The apex court made this know while striking out a suit filed by Adamawa State and 10 other Peoples Democratic Party (PDP)–led states challenging Tinubu’s emergency rule declaration in Rivers State.
According to reports, the court, in a split decision of six to one, struck out the suit, stressing that the plaintiffs failed to establish any cause of action capable of invoking the Supreme Court’s original jurisdiction.
Justice Mohammed Idris, the lead judge, ruled that the 11 PDP-controlled states did not demonstrate the existence of any actionable dispute between them and the Federation that would warrant the exercise of the court’s original jurisdiction.
He further affirmed that the declaration a state of emergency in any state where there is a threat of a breakdown of law and order, or where the situation risks degenerating into chaos or anarchy, is within the constitutional power of the President.
According to Mohammed, Section 305 of the Constitution empowers the President to deploy extraordinary measures to restore normalcy where emergency rule is declared.

• Set of tasks:
1. In the court ruling report, rewrite the paragraph that begins "Justice Mohammed Idris, the lead judge" as a shorter version that keeps its main facts.
2. List every number that appears in the court ruling report, whether written as a numeral or as a word.
3. According to the court ruling report, what was the vote split when the court struck out the suit?
The listing is separate material and not part of the court ruling report.

• Extracted information:
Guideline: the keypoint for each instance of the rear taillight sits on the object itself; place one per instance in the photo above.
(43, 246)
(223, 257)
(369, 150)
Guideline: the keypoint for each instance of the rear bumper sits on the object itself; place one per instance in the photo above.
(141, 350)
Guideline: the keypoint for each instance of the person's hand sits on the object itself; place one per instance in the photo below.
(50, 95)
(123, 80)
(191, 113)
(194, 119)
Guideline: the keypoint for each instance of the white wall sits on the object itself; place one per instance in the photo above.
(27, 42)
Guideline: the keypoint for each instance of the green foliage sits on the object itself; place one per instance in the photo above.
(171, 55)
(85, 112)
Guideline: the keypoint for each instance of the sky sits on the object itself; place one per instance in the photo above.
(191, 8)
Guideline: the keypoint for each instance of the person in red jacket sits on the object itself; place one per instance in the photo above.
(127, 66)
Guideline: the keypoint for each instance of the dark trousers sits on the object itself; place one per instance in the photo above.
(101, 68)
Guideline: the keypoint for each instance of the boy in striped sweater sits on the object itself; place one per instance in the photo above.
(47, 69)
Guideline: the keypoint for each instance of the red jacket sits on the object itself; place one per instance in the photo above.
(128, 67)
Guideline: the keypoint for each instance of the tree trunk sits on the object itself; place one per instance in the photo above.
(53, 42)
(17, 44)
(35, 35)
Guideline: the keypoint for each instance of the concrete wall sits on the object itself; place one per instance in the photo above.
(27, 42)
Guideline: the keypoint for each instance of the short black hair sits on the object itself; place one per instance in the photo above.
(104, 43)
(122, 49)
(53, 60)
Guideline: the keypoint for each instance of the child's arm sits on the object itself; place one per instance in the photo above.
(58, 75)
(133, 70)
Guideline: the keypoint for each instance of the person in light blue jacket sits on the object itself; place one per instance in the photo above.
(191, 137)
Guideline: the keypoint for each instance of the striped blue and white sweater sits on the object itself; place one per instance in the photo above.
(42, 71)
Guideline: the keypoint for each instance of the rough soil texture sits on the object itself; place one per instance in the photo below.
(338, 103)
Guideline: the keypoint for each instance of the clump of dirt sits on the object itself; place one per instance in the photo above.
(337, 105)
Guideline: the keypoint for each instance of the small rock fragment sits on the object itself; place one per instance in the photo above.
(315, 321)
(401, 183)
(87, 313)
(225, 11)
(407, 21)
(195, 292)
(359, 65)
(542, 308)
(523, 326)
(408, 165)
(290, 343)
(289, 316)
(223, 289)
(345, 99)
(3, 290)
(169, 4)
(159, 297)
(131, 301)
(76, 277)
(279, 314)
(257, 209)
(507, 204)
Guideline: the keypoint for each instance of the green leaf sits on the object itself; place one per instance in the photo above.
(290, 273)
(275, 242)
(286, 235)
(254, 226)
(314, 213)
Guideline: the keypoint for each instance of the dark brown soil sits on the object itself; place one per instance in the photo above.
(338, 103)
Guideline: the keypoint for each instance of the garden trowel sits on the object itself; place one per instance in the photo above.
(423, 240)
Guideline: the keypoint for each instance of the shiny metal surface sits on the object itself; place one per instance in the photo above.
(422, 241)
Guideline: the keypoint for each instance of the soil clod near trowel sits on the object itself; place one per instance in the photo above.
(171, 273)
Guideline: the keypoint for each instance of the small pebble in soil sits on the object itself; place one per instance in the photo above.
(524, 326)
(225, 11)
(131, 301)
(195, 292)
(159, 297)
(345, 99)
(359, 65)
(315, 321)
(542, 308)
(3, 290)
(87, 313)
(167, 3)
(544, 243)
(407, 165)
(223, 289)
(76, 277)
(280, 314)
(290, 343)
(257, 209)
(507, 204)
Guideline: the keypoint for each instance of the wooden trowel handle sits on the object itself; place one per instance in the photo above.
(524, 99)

• Exercise responses:
1. Lead judge Justice Mohammed Idris held that the 11 PDP-controlled states showed no actionable dispute with the Federation that would justify the court using its original jurisdiction.

2.
- 10
- six
- one
- 11
- 305

3. Six to one.